- _What you will do_
In the Carlisle text below, rewrite the paragraph that begins "Much later, Carlisle sat near" as a bulleted list of its main facts.

++++ Source text ++++

Yesterday the Signpost Team invaded Carlisle for a benefit concert. It was pretty much the coolest thing that’s happened yet. The concert featured a violinist and pianist playing Bach, Braums, Faure, Bartok and an encore performance of a Rachmaninoff. It was absolutely beautiful.
Carlisle is beautiful town, with pretty, straight red-brick houses and a lovely cathedral in the city centre. However, the old city walls remain a monument to its turbulent past. Hadrian’s wall goes right through Carlisle, protecting the romanized Britons of ancient Luguvalium from the rebellious Picts.
Much later, Carlisle sat near the much-contested border between Scotland and England, where neither nation could keep the land long enough from the other to keep the peace. In the midst of this lack of law and order and group of border families took to raiding homesteads for their living. They were called the Border Rievers. Border unrest was such that these clans or graynes, kept their identity as Rievers for more than three hundred years. In 1525 the Rievers became such a plague that Archbishop Dunbar of Glasgow pronounced a curse upon them so comprehensive as to hardly leave a part of their body or anything they owned un-cursed. This piece of border history was enshrined in a museum in Carlisle in 2001. Afterwards an outbreak of foot-and-mouth disease, a flood, a factory closing, a murder, and worst of all, the bad fortunes of Carlisle United Football Club were blamed on the curse.
None of this misfortune stopped the Signpost benefit concert from being absolutely brilliant, however. It raised more than three thousand pounds, and a wonderful time was had by all. Monika, Mike, Dave the accountant, Kelly and I all went down crammed in Monika’s SUV. I wish I could convey to you how entertaining that group of people can be.

++++ Data records ++++

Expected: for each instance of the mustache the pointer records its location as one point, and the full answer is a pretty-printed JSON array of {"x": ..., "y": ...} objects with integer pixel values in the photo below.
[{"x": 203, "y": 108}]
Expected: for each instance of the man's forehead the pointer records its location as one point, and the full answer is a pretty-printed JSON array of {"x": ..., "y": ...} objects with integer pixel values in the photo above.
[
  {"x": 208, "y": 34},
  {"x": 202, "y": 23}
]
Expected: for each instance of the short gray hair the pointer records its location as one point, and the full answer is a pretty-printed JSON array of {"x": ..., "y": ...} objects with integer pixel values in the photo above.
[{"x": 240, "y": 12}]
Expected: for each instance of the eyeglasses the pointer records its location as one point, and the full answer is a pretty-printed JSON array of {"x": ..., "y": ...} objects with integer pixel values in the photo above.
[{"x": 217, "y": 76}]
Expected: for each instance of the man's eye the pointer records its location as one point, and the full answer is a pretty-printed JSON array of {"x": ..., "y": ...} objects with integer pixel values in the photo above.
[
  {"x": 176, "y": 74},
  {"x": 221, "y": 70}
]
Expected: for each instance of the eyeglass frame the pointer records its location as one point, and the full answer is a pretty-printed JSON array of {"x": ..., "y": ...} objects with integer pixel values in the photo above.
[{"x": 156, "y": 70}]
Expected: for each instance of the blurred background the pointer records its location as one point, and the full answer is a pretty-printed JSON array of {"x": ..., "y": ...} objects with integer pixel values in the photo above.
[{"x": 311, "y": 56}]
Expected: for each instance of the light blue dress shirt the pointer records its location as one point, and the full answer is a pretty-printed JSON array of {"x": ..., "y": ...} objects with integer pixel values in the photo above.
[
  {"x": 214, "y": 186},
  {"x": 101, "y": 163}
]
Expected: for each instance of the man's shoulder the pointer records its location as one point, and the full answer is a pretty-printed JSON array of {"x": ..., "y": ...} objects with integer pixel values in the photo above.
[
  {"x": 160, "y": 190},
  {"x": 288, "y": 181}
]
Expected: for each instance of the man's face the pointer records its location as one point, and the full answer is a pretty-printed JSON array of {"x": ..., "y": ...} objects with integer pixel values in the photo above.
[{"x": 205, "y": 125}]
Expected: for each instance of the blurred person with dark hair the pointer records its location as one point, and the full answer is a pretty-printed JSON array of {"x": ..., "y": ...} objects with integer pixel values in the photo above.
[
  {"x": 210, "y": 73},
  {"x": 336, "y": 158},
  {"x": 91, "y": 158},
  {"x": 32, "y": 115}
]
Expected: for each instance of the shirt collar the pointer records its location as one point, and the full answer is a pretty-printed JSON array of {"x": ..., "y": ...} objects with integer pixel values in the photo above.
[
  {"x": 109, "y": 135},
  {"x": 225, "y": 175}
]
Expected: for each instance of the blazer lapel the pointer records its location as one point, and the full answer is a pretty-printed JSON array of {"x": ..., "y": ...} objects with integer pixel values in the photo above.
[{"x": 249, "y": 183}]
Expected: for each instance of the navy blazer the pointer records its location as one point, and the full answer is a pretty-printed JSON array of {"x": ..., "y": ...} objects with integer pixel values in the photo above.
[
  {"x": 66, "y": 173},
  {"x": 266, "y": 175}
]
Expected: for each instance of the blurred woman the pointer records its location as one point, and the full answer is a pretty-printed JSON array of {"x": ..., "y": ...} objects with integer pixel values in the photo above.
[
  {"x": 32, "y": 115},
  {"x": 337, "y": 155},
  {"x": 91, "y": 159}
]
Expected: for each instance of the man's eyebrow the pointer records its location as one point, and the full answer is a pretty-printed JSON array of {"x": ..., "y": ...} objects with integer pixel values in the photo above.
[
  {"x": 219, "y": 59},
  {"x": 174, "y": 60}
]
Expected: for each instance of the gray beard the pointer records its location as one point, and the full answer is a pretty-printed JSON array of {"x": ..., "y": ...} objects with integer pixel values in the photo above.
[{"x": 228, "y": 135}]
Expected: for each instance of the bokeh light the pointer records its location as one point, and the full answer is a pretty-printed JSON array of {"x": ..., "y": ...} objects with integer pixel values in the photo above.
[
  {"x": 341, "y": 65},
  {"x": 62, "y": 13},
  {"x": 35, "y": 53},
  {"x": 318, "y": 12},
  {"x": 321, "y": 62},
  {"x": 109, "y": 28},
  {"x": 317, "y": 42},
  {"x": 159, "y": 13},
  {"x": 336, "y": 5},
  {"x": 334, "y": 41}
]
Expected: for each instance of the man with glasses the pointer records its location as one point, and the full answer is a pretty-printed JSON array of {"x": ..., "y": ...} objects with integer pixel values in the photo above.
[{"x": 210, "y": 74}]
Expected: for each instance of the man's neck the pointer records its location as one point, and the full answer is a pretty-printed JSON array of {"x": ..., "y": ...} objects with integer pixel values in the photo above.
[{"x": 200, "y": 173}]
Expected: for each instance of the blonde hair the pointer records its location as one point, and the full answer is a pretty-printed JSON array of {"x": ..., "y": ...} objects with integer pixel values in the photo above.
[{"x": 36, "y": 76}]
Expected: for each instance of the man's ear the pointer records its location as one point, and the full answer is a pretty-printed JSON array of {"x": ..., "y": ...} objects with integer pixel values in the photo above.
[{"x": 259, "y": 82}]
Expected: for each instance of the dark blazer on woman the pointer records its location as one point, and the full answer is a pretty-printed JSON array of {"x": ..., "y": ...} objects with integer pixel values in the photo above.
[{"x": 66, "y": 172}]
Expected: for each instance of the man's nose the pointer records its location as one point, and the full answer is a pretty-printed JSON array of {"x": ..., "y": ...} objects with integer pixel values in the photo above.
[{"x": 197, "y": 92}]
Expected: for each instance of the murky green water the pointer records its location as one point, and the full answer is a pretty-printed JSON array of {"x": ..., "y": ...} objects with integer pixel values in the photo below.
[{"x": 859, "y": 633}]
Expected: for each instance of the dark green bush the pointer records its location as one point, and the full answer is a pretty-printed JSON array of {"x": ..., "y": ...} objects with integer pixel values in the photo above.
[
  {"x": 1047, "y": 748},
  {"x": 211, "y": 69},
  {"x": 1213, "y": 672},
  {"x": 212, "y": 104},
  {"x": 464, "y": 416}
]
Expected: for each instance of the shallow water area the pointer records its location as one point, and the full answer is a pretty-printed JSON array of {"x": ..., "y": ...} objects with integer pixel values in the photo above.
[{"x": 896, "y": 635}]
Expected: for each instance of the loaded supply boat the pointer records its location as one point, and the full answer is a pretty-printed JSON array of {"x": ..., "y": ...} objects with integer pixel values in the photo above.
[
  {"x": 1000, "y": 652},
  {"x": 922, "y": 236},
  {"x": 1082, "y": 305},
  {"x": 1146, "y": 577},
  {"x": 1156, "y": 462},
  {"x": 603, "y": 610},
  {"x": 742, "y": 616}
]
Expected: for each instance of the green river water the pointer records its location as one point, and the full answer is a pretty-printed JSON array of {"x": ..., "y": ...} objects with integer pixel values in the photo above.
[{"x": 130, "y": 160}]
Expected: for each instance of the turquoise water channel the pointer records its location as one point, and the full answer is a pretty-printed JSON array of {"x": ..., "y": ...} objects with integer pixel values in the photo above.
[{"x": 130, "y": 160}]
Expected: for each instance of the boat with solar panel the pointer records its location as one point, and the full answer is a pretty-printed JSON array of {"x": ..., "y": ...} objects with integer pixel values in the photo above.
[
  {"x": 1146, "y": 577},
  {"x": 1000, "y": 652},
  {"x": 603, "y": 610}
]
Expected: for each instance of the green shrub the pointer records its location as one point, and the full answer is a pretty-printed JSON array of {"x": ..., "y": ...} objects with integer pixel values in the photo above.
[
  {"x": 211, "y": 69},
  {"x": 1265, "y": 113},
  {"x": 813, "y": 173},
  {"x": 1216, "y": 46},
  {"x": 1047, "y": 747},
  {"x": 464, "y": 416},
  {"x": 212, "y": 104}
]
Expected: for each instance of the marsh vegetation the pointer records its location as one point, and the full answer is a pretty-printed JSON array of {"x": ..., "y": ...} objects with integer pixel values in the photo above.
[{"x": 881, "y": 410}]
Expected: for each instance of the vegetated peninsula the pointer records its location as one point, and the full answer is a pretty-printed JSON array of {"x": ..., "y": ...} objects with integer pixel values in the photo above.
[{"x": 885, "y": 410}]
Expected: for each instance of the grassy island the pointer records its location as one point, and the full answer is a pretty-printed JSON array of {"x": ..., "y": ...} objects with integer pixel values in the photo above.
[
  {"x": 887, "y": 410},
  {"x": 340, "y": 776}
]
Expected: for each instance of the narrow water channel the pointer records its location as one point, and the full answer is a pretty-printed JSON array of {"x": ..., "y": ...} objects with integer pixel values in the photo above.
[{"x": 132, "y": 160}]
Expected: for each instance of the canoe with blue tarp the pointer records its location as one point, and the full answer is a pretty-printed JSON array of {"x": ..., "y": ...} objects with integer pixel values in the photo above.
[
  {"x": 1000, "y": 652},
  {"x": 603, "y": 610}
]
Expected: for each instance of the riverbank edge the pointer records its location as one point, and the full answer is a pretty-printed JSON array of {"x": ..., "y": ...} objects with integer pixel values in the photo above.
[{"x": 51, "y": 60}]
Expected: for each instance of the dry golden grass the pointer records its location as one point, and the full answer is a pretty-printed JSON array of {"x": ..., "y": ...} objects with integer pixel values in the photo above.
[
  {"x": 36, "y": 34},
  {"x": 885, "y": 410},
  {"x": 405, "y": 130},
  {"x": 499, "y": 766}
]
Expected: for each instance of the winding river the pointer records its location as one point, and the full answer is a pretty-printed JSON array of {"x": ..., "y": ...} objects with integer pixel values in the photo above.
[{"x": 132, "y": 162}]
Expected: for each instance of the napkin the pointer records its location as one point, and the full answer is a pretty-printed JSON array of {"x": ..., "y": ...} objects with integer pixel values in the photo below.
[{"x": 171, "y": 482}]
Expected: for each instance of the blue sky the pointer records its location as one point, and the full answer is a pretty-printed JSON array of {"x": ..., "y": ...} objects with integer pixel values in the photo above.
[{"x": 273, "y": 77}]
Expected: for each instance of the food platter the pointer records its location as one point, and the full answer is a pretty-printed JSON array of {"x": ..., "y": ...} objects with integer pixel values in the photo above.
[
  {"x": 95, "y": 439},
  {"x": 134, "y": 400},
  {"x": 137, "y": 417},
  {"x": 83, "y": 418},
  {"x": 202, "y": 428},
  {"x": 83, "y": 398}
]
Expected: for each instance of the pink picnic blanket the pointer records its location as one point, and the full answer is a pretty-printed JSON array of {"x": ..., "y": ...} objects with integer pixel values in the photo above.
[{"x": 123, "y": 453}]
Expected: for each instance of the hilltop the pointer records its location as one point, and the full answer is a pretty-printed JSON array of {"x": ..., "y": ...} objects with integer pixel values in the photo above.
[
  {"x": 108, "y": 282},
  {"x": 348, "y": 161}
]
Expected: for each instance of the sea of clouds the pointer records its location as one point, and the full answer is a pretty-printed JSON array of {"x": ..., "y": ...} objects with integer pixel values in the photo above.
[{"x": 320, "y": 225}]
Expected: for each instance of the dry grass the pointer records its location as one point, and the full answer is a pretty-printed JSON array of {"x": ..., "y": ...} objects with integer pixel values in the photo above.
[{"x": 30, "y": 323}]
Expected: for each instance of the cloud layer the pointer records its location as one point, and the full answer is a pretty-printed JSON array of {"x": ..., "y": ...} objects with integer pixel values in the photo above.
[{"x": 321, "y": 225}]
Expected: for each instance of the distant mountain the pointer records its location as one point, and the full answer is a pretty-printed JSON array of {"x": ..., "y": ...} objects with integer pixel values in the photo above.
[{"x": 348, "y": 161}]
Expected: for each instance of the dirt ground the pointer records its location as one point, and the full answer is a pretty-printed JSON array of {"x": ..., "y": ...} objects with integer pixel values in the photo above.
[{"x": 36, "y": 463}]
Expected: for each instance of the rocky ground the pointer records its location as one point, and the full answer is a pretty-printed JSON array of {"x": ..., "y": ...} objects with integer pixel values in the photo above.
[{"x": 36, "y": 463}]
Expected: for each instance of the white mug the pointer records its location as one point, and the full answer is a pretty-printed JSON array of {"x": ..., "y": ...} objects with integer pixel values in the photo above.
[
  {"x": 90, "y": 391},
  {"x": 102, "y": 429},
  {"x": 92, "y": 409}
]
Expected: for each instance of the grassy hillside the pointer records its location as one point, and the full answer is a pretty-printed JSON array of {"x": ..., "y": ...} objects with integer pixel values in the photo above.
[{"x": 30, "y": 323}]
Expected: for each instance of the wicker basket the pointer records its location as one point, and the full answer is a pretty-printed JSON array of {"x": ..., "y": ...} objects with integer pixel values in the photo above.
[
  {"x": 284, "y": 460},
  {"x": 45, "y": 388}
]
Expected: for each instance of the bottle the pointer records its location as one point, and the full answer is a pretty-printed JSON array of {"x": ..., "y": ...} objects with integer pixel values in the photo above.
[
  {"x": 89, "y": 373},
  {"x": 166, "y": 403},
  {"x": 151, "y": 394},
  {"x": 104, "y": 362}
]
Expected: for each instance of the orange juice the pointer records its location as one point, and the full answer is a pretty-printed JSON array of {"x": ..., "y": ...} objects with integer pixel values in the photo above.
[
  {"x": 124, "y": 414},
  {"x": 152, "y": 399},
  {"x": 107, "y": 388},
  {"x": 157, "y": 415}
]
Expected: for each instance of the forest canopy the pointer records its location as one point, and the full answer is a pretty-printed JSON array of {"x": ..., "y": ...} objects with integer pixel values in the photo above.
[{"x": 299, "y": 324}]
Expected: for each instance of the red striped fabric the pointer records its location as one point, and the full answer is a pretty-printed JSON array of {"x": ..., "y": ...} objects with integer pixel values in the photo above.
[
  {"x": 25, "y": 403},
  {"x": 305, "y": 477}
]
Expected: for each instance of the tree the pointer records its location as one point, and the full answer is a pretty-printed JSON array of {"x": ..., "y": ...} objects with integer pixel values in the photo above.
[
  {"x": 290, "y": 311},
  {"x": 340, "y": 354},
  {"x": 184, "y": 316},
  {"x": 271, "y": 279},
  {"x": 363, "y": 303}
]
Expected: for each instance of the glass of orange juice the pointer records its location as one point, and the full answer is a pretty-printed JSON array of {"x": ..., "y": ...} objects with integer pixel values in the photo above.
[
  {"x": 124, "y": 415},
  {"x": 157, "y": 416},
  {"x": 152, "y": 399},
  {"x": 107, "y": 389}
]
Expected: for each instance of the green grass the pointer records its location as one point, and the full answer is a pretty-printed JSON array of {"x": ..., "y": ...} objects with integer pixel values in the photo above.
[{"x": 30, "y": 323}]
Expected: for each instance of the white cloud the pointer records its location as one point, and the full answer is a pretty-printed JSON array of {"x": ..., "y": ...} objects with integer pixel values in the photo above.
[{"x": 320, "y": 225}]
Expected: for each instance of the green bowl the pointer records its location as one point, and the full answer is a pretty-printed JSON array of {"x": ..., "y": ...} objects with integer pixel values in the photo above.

++++

- _Result_
- Carlisle later lay near the disputed Scotland–England border, where neither nation could hold the land long enough to keep the peace.
- Amid the lawlessness, a group of border families lived by raiding homesteads. They were called the Border Rievers.
- These clans, or graynes, kept their identity as Rievers for more than three hundred years.
- In 1525, Archbishop Dunbar of Glasgow pronounced a curse on them that covered nearly every part of their bodies and everything they owned.
- A museum in Carlisle enshrined this history in 2001.
- After that, an outbreak of foot-and-mouth disease, a flood, a factory closing, a murder, and the bad fortunes of Carlisle United Football Club were blamed on the curse.